• **WORK ITEM**: Write out the passage of the longevity pathway text that begins at the words "Longevity regulating pathway" and stops after the words "of cross-species mechanisms.".

• **EXTRACTED TEXT**:
================================

Longevity regulating pathway - multiple species
Core of basic research: Explores conserved longevity mechanisms across yeast, nematodes, Drosophila, and mammals, revealing evolutionarily shared aging logic. In nematodes, DAF-2 (insulin receptor homolog) mutations activate DAF-16 (FOXO homolog), upregulating stress resistance genes to extend lifespan. In yeast, SIR2 (SIRT1 homolog) extends lifespan via chromatin silencing and DNA repair. In Drosophila, inhibiting TOR or insulin/IGF-1 signaling significantly prolongs lifespan. In mammals, these pathways are conserved, and FOXO3 polymorphisms are closely linked to human longevity. Research focuses on conservation/species-specificity of longevity pathways, functional conservation of key genes (FOXO, SIRT1, TOR), environmental regulation (nutrition, temperature, exercise), and translational application of cross-species mechanisms.
Core key proteins: DAF-2/DAF-16 (core nematode longevity proteins), SIR2 (yeast SIRT1 homolog), TOR (conserved aging regulator), FOXO (conserved transcription factor), SIRT1 (mammalian SIR2 homolog), AMPK (conserved energy-sensing kinase), insulin/IGF-1 receptor (cross-species), autophagy-related proteins (LC3, Beclin-1), HIF-1α (hypoxia adaptation protein), p53 (cross-species DNA damage responder).

================================

(Data extracted from a collection)
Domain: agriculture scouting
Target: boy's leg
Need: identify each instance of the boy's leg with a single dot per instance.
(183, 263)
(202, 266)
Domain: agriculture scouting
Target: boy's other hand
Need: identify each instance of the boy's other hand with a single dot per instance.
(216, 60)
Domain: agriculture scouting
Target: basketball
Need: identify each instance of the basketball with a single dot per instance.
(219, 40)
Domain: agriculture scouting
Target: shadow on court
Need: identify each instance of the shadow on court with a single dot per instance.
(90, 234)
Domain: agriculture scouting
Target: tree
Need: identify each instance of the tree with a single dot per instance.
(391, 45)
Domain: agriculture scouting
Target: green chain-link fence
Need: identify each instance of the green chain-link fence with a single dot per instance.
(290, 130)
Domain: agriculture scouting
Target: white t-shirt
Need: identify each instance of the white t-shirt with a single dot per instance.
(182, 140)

================================

• **EXERCISE RESPONSE**:
Longevity regulating pathway - multiple species
Core of basic research: Explores conserved longevity mechanisms across yeast, nematodes, Drosophila, and mammals, revealing evolutionarily shared aging logic. In nematodes, DAF-2 (insulin receptor homolog) mutations activate DAF-16 (FOXO homolog), upregulating stress resistance genes to extend lifespan. In yeast, SIR2 (SIRT1 homolog) extends lifespan via chromatin silencing and DNA repair. In Drosophila, inhibiting TOR or insulin/IGF-1 signaling significantly prolongs lifespan. In mammals, these pathways are conserved, and FOXO3 polymorphisms are closely linked to human longevity. Research focuses on conservation/species-specificity of longevity pathways, functional conservation of key genes (FOXO, SIRT1, TOR), environmental regulation (nutrition, temperature, exercise), and translational application of cross-species mechanisms.